# SOURCE PASSAGE:
[START]
[Date Prev][Date Next][Thread Prev][Thread Next][Date Index][Thread Index]

Re: XML Guidelines -04




Hello Tim,


At 11:08 02/06/04 -0700, Tim Bray wrote:

In section 5.1 "Character Sets and Encodings"

=========================================

The last para "recommends, for simplicity, that only UTF-8 be allowed." New news: as of yesterday, the W3C TAG disagreed with a (clearly related) recommendation in the W3C Charmod draft that a single encoding be used. See http://lists.w3.org/Archives/Public/www-tag/2002Jun/0020.html on this.

I still have to look at the above mail in detail, and I can obviously not speak for the I18N WG here, but I would just like to note that the Character Model, and that recommendation in particular, is not only addressed at XML, but any other (potential) formats, too.


In particular, since protocols are going to be read by an XML processor, and since an XML processor is going to have to be able to read UTF-8 and UTF-16, the requirement to handle only one of these two actually imposes extra work - and it's actually hard to see where in the protocol chain you'd efficiently do that work. Presumably the easy way to design a protocol is to feed the bits on the wire to an XML processor and deal with it through SAX or DOM or CLR or some such; are you going to put a filter in front of the processor to check the char encoding? Or are you going to ask the processor what encoding it was in so that you can toss it (after it's been successfully parsed) because you don't like the encding?

Checking that the first two bytes in the input stream are not FFFE or FEFF to reject UTF-16 can obviously be done very efficiently, in various places. Checking that the input is in UTF-8 is a bit more difficult, but a very simple finite state machine does the job. Another alternative is to use an open-source parser and just very slightly hack it so that you can ask it for the encoding that came in. And you don't have to do that after parsing everything, you can do that at the very start.

Even so, while you have a point with respect to parsing, there are
other aspects that are important:

- The IETF has a clear preference for UTF-8 over UTF-16. UTF-8 is
  core to RFC 2277, and is a draft standard (and on it's way to
  an IETF standard). UTF-16 is only an informational RFC.

- In many cases, people want to do other things than just parse
  the XML. Using telnet to do debugging,... The chances that this
  works with UTF-8 are much higher than for UTF-16.

- There are some places where XML could be used where ASCII-compatibility
  is crucial. Imagine using a small piece of XML in an http-like header.

- While XML is quite clear about how it addresses endianness problems,
  they may still raise their ugly head somewhere. (In particular, you
  cannot look at the middle of an ongoing stream of bytes and know
  what's going on, something which may sometimes be necessary.)

- During the creation of XML, originally only UTF-8 was required.
  But then there was very strong pressure to also include UTF-16.
  To the extent I'm aware of, there is now considerably less
  such pressure, if there is indeed still any.


This seems like a really egregious violation of "being liberal in what you accept".

Well, 'being liberal in what you accept' could be interpreted much more liberally, e.g. accept all kinds of encodings. And given that for most parsers, it's as difficult (or easy) to instruct them to take only UTF-8 as it is to instruct them to take exactly UTF-8 and UTF-16, that may be where your argument is heading. But it's very clear that this doesn't contribute to interoperability, which is the final goal. If everybody sends UTF-8, that goal is met. 'be liberal in what you accept' is not really XML's motto either, for very good reasons.

While you have mostly looked at the receiving end, do you think
there any major reason that 'only UTF-8' would put any significant
burdens on the sending side?


Note that popular XML parsers, e.g. expat, give the programmer UTF-8 anyhow regardless of how the input showed up.

Just for the record, many others, and in particular DOM-based ones, give the programmer UTF-16 anyhow, regardless of how the input showed up :-).


In summary, I think that all the arguments given above together very clearly support the current wording on character sets and encodings.

Regards, Martin.
[END]
# WHAT YOU WILL DO:
a) Give again, word for word, the part of the XML encoding reply from "- During the" up to and including "very good reasons.".
b) In the XML encoding reply, what is UTF-16's status at the IETF?
The lines here have nothing to do with the XML encoding reply.

# DATA ROWS:
[START]
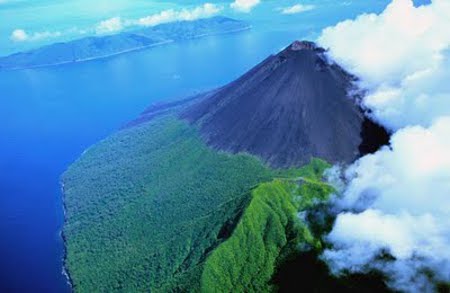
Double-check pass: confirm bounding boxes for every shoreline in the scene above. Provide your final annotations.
[0,25,252,71]
[59,179,74,292]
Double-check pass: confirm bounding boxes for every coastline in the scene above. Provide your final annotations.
[0,25,252,71]
[59,179,74,292]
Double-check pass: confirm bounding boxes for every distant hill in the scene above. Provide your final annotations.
[0,16,250,69]
[62,42,389,292]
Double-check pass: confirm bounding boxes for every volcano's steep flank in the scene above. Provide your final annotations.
[181,41,388,167]
[62,42,387,292]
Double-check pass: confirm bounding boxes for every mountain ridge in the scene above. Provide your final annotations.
[0,16,251,70]
[180,41,389,167]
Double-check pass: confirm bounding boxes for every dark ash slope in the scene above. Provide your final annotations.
[181,42,388,167]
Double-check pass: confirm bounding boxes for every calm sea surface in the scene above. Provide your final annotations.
[0,1,392,293]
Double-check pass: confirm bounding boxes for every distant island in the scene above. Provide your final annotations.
[61,41,389,292]
[0,16,251,69]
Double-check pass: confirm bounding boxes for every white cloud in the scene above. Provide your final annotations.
[95,17,123,34]
[7,0,223,42]
[324,116,450,292]
[230,0,261,12]
[318,0,450,292]
[10,29,29,42]
[10,29,61,42]
[281,4,315,14]
[135,3,222,26]
[319,0,450,130]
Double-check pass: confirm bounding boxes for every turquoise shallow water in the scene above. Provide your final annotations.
[0,0,398,292]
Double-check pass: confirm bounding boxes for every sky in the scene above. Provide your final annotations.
[318,0,450,292]
[0,0,388,56]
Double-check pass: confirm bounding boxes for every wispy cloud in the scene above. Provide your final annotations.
[10,29,62,42]
[280,4,316,14]
[95,17,123,34]
[319,0,450,292]
[230,0,261,13]
[8,0,223,42]
[135,3,223,26]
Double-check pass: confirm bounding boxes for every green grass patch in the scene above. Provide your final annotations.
[63,116,278,292]
[202,160,333,292]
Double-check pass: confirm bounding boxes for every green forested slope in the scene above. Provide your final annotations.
[63,116,275,292]
[62,111,330,292]
[202,160,332,292]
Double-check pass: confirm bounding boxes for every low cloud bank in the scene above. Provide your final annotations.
[318,0,450,292]
[281,4,315,14]
[230,0,261,13]
[10,29,61,42]
[10,3,223,42]
[96,3,223,34]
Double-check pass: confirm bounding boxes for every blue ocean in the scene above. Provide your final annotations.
[0,0,418,292]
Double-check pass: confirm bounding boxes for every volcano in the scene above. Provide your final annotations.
[181,41,389,167]
[62,42,388,292]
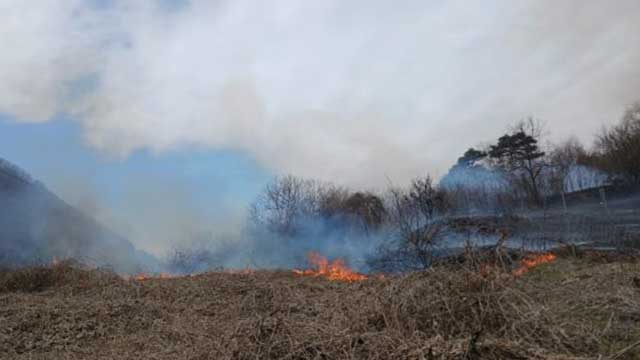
[END]
# SOLUTIONS TO EACH TASK:
a)
- During the creation of XML, originally only UTF-8 was required.
  But then there was very strong pressure to also include UTF-16.
  To the extent I'm aware of, there is now considerably less
  such pressure, if there is indeed still any.


This seems like a really egregious violation of "being liberal in what you accept".

Well, 'being liberal in what you accept' could be interpreted much more liberally, e.g. accept all kinds of encodings. And given that for most parsers, it's as difficult (or easy) to instruct them to take only UTF-8 as it is to instruct them to take exactly UTF-8 and UTF-16, that may be where your argument is heading. But it's very clear that this doesn't contribute to interoperability, which is the final goal. If everybody sends UTF-8, that goal is met. 'be liberal in what you accept' is not really XML's motto either, for very good reasons.

b) UTF-16 is only an informational RFC.